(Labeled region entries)
--- begin ---

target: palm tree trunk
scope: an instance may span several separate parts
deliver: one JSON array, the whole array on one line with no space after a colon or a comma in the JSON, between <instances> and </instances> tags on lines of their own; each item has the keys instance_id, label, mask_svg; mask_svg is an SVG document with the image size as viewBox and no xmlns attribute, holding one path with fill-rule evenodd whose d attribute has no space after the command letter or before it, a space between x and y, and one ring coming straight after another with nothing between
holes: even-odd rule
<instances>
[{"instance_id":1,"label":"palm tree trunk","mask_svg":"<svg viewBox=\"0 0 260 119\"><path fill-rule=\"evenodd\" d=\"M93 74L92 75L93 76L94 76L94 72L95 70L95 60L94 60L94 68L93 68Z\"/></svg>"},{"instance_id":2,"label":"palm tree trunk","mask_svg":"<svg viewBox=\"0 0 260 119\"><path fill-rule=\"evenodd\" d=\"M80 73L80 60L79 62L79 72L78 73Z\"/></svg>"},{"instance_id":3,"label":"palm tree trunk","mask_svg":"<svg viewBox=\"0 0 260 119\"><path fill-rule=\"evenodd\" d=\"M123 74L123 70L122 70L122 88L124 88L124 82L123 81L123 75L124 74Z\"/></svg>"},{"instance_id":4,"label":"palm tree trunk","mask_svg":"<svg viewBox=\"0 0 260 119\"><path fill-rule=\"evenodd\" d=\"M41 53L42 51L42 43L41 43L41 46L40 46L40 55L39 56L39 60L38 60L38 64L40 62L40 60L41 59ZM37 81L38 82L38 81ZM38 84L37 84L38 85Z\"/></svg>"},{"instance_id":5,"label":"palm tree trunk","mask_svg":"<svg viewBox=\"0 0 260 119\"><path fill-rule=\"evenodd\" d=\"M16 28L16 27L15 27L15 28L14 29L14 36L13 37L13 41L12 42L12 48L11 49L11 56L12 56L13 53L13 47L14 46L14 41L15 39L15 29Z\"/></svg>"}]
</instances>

--- end ---

• [DO THIS] Copy the entries above word for word, leaving out nothing.

• [TASK RESPONSE]
target: palm tree trunk
scope: an instance may span several separate parts
deliver: one JSON array, the whole array on one line with no space after a colon or a comma in the JSON, between <instances> and </instances> tags on lines of their own; each item has the keys instance_id, label, mask_svg; mask_svg is an SVG document with the image size as viewBox and no xmlns attribute, holding one path with fill-rule evenodd whose d attribute has no space after the command letter or before it, a space between x and y, and one ring coming straight after another with nothing between
holes: even-odd rule
<instances>
[{"instance_id":1,"label":"palm tree trunk","mask_svg":"<svg viewBox=\"0 0 260 119\"><path fill-rule=\"evenodd\" d=\"M93 74L92 75L93 76L94 76L94 72L95 70L95 60L94 60L94 68L93 68Z\"/></svg>"},{"instance_id":2,"label":"palm tree trunk","mask_svg":"<svg viewBox=\"0 0 260 119\"><path fill-rule=\"evenodd\" d=\"M80 73L80 60L79 62L79 72L78 73Z\"/></svg>"},{"instance_id":3,"label":"palm tree trunk","mask_svg":"<svg viewBox=\"0 0 260 119\"><path fill-rule=\"evenodd\" d=\"M123 74L123 70L122 70L122 88L124 88L124 82L123 81L123 75L124 74Z\"/></svg>"},{"instance_id":4,"label":"palm tree trunk","mask_svg":"<svg viewBox=\"0 0 260 119\"><path fill-rule=\"evenodd\" d=\"M41 53L42 51L42 43L41 43L41 46L40 46L40 55L39 56L39 60L38 60L38 64L40 62L40 60L41 59ZM37 81L38 82L38 81ZM38 84L37 84L38 85Z\"/></svg>"},{"instance_id":5,"label":"palm tree trunk","mask_svg":"<svg viewBox=\"0 0 260 119\"><path fill-rule=\"evenodd\" d=\"M16 28L16 27L15 27L15 28L14 29L14 36L13 37L13 41L12 42L12 48L11 49L11 56L12 56L13 53L13 47L14 46L14 41L15 39L15 29Z\"/></svg>"}]
</instances>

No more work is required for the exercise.